*Consigne:* Relevez toutes les personnes nommées dans l'article sur le drame de la rue de la Colonie.

┌─ Extrait

Le drame de la rue de la Colonie
Querelle de famille
Le Petit-Journal — 11 septembre 1905
Dans un des coins les moins connus de Paris, dans une rues les moins fréquentées, du quartier de la Maison-Blanche, la rue de la Colonie, habite, au n°20, un nommé Pierre Verlhiac, âgé de soixante-six ans, qui, il y a quelques mois; a marié sa fille, Louise avec un camelot nommé Théophile Henrion, dix-neuf ans. Peu après ce mariage, Verlhiac et son gendre se prirent de querelle et depuis ce moment ils vécurent en complète mésintelligence. Entre eux les scènes étaient fréquentes, souvent violentes et plusieurs fois ils faillirent en venir aux mains.

Hier soir, vers huit heures, Pierre Verlhiac était chez lui, lorsque son gendre, qui s'était fait accompagner d'un ami, un ouvrier moulurier, nommé Léon Scheffer, âgé de vingt-deux ans, frappa à la porte et se fit ouvrir. Aussitôt une dispute très violente éclata dans le logis du beau-père. Les voisins entendirent les injures qu'échangèrent les trois hommes, puis, tout à coup, plusieurs coups de revolver.
On accourut voir ce qui se passait. Théophile Henrion, la tête ensanglantée, vint tomber dans les bras des nouveaux arrivants, qui aperçurent en même temps Léon Scheffer, courbé en deux, se tenant le flanc droit. Le premier venait d'être blessé d'une balle au front, son ami avait reçu une autre balle dans le côté.
Tandis que Verlhiac continuait â brandir son revolver, les deux blessés furent conduits dans une pharmacie, rue de l'Espérance, et un voisin courut avertir M. Pelatan, commissaire de police.
Le commissaire accourut en toute hâte. Il procéda, d'abord, à l'arrestation du meurtrier, qui n'avait pas quitté son domicile. Il ordonna ensuite le transport des blessés à l'hôpital Cochin, où leur état n'a pas été jugé très grave.
Les premières déclarations faites par Verlhiac font croire que le drame a été causé par les provocations de Henrion. Dans ces conditions, M. Pelatan a remis à aujourd'hui l'envoi du meurtrier au dépôt, car Verlhiac soutient qu'il se trouvait dans le cas de légitime défense, à son domicile, quand il a tiré.

└─
┌─ Données à examiner

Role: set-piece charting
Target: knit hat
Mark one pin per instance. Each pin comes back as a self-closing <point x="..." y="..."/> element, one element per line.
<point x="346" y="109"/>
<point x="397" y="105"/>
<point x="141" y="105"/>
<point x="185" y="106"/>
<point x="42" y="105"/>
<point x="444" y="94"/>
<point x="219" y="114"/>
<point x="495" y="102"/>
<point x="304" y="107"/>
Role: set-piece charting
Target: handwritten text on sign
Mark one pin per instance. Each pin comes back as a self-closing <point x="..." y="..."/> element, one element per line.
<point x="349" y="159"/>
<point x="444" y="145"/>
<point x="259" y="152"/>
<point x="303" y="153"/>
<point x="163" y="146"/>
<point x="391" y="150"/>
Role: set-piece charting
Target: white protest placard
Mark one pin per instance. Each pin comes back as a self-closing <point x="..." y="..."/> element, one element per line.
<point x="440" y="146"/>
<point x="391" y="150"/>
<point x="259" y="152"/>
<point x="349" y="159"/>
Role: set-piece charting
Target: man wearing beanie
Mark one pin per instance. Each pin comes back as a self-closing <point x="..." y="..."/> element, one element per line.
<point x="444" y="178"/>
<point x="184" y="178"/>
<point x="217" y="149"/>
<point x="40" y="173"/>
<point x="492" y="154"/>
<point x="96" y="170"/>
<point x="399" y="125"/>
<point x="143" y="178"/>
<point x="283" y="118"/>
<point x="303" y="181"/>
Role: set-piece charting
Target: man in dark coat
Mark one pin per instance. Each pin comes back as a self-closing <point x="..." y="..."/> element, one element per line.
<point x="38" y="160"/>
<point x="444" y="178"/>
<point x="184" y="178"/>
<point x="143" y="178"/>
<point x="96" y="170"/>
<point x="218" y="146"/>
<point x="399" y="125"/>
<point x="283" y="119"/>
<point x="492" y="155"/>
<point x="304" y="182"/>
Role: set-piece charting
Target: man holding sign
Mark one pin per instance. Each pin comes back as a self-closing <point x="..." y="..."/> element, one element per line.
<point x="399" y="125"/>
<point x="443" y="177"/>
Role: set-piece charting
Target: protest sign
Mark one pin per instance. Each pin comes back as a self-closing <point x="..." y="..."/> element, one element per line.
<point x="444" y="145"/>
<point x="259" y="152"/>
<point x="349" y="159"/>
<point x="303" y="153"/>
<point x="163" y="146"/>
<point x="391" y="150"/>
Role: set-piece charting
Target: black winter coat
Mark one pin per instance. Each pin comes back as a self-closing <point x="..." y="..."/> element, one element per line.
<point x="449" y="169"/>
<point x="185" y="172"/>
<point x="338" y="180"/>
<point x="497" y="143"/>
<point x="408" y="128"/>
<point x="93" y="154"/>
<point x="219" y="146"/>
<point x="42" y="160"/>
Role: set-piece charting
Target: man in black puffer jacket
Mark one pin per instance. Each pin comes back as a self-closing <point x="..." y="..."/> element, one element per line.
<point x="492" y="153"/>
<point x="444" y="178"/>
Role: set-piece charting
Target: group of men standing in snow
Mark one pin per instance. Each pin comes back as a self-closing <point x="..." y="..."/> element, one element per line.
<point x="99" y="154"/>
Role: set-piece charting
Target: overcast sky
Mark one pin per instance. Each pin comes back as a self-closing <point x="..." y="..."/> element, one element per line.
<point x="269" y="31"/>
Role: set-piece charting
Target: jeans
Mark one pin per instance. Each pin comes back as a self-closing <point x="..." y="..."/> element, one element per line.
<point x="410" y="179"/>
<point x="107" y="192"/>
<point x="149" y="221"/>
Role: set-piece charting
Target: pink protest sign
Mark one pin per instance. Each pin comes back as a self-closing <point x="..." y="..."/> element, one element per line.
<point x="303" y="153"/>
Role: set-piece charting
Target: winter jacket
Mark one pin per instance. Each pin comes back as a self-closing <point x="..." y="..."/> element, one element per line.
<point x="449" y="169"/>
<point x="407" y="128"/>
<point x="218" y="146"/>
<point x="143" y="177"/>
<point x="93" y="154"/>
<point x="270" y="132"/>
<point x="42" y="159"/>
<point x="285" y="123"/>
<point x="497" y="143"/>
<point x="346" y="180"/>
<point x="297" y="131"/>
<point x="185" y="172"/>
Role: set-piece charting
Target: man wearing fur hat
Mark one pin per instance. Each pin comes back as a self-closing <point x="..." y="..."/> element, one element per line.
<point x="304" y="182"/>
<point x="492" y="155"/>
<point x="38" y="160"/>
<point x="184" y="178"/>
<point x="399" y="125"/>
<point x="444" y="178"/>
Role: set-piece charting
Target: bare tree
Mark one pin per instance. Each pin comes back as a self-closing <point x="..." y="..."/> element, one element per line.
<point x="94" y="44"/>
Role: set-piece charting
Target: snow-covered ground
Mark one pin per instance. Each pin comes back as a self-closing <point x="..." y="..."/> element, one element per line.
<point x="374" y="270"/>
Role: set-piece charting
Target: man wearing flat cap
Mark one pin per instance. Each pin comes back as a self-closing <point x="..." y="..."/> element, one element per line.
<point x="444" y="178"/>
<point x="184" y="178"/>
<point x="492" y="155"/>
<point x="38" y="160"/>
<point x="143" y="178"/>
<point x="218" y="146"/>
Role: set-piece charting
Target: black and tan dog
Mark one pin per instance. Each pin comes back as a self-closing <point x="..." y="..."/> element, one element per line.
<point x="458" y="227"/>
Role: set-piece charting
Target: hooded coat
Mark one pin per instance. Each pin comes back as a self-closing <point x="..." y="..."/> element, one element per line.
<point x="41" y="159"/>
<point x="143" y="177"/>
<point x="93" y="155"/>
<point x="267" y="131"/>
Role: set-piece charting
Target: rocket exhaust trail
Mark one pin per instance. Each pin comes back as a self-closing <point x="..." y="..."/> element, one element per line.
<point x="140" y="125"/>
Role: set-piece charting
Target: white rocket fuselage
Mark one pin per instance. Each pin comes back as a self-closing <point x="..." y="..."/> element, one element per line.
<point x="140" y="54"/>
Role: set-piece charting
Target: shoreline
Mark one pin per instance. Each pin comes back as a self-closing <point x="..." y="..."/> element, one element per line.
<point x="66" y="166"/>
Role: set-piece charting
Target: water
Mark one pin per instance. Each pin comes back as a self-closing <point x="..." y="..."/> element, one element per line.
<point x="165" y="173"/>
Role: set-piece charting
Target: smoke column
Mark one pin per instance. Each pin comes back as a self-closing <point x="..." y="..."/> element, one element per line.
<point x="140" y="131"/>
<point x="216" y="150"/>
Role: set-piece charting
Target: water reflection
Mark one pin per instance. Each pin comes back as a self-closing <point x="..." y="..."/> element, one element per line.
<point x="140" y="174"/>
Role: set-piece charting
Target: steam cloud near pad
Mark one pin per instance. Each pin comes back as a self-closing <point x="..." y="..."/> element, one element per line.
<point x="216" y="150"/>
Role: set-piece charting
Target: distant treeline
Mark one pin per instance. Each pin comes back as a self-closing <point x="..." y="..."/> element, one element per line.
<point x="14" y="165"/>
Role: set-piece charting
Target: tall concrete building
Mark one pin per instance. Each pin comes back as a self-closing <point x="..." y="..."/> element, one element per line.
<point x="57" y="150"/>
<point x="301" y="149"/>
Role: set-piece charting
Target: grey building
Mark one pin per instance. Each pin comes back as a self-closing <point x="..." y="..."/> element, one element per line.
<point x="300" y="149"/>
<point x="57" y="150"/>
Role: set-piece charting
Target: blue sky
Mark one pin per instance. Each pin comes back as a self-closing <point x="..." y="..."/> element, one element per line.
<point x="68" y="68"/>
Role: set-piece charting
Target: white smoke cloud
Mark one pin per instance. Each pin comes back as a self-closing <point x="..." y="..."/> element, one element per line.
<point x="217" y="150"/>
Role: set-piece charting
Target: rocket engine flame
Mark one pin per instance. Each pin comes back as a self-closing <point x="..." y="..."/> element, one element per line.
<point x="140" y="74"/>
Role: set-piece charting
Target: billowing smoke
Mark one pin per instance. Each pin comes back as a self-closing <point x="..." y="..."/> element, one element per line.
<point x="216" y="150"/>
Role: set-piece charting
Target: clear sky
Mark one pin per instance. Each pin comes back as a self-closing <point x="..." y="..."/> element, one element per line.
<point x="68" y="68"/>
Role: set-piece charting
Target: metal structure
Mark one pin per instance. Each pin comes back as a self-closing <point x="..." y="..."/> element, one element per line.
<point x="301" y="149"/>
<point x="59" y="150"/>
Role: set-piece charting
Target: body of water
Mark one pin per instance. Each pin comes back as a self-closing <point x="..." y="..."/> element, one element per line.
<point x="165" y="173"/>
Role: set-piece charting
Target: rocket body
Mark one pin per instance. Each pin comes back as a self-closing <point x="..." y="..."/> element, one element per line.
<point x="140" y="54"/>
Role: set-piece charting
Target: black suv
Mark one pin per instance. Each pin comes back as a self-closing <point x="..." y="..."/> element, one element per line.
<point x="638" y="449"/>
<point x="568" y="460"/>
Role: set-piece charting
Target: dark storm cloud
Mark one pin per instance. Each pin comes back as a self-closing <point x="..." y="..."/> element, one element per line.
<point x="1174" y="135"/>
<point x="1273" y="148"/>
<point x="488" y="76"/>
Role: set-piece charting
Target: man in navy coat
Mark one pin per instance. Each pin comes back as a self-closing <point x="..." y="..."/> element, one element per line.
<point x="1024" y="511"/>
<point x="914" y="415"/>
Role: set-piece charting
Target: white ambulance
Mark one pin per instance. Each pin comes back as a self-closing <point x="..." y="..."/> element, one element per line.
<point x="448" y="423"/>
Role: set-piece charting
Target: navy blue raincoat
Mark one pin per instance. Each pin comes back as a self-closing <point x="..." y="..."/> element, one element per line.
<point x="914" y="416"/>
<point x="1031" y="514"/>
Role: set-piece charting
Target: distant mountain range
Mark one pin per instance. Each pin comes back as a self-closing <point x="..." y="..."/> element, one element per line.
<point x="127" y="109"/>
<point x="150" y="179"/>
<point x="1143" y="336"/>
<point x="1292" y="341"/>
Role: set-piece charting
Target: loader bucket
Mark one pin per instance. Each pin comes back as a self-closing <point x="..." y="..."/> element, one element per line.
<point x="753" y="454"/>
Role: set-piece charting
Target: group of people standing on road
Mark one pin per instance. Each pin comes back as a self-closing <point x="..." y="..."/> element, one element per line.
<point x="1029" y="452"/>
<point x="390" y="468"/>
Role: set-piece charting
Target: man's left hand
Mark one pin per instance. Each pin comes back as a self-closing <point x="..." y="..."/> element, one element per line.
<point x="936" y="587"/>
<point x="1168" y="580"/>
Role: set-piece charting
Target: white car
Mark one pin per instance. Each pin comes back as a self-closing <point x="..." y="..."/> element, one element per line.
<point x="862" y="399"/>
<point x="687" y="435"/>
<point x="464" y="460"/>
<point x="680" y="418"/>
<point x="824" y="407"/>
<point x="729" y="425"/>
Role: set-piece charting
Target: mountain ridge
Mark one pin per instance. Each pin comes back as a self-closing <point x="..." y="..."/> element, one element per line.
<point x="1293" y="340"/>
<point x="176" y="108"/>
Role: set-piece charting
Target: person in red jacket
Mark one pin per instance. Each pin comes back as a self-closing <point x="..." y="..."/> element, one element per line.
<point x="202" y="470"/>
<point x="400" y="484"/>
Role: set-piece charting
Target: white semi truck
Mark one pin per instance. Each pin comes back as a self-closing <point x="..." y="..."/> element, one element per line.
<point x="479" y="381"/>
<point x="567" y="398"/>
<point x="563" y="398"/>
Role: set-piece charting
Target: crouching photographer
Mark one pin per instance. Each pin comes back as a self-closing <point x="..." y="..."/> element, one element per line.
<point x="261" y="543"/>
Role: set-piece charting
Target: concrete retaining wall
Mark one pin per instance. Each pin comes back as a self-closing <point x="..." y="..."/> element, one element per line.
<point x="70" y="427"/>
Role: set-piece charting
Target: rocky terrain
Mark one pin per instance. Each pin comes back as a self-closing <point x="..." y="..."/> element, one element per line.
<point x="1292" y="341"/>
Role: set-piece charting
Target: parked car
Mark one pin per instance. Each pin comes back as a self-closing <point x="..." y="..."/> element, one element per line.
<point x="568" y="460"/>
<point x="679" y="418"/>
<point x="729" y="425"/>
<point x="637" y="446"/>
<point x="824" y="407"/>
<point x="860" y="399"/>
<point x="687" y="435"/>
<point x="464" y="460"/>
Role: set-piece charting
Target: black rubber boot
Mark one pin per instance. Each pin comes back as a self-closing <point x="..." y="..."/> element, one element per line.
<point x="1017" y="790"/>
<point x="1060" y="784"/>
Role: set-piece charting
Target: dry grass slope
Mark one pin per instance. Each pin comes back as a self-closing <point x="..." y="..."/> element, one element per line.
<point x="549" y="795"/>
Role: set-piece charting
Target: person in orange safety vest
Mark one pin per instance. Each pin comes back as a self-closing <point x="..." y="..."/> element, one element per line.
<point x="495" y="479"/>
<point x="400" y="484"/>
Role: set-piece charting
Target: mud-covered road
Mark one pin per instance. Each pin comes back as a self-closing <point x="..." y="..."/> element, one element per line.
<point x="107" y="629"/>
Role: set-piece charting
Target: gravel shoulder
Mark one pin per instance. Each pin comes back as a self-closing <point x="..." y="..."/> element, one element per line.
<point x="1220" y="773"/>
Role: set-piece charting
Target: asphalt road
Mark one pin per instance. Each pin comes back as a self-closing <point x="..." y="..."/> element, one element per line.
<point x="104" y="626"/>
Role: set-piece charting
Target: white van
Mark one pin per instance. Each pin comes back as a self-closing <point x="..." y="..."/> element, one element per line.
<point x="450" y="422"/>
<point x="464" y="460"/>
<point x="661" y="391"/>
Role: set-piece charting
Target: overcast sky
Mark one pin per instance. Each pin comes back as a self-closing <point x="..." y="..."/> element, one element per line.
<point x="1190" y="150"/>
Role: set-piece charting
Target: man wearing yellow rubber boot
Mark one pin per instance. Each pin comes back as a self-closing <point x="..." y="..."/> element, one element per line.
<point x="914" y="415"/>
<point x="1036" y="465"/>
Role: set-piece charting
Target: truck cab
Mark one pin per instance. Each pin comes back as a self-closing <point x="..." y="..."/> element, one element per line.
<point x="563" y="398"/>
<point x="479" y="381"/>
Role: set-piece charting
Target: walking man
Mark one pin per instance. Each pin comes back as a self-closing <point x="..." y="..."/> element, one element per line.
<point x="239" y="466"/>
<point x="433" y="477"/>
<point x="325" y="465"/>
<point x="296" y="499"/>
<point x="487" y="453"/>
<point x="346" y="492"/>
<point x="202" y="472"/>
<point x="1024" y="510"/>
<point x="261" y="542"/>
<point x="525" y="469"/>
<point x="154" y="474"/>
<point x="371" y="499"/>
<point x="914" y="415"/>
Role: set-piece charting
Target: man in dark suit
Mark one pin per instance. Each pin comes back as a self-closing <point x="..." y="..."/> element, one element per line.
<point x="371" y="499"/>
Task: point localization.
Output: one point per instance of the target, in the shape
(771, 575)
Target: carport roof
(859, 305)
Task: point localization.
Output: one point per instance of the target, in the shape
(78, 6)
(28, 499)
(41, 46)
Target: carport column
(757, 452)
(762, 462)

└─

*Résultat:*
Pierre Verlhiac
Louise
Théophile Henrion
Léon Scheffer
M. Pelatan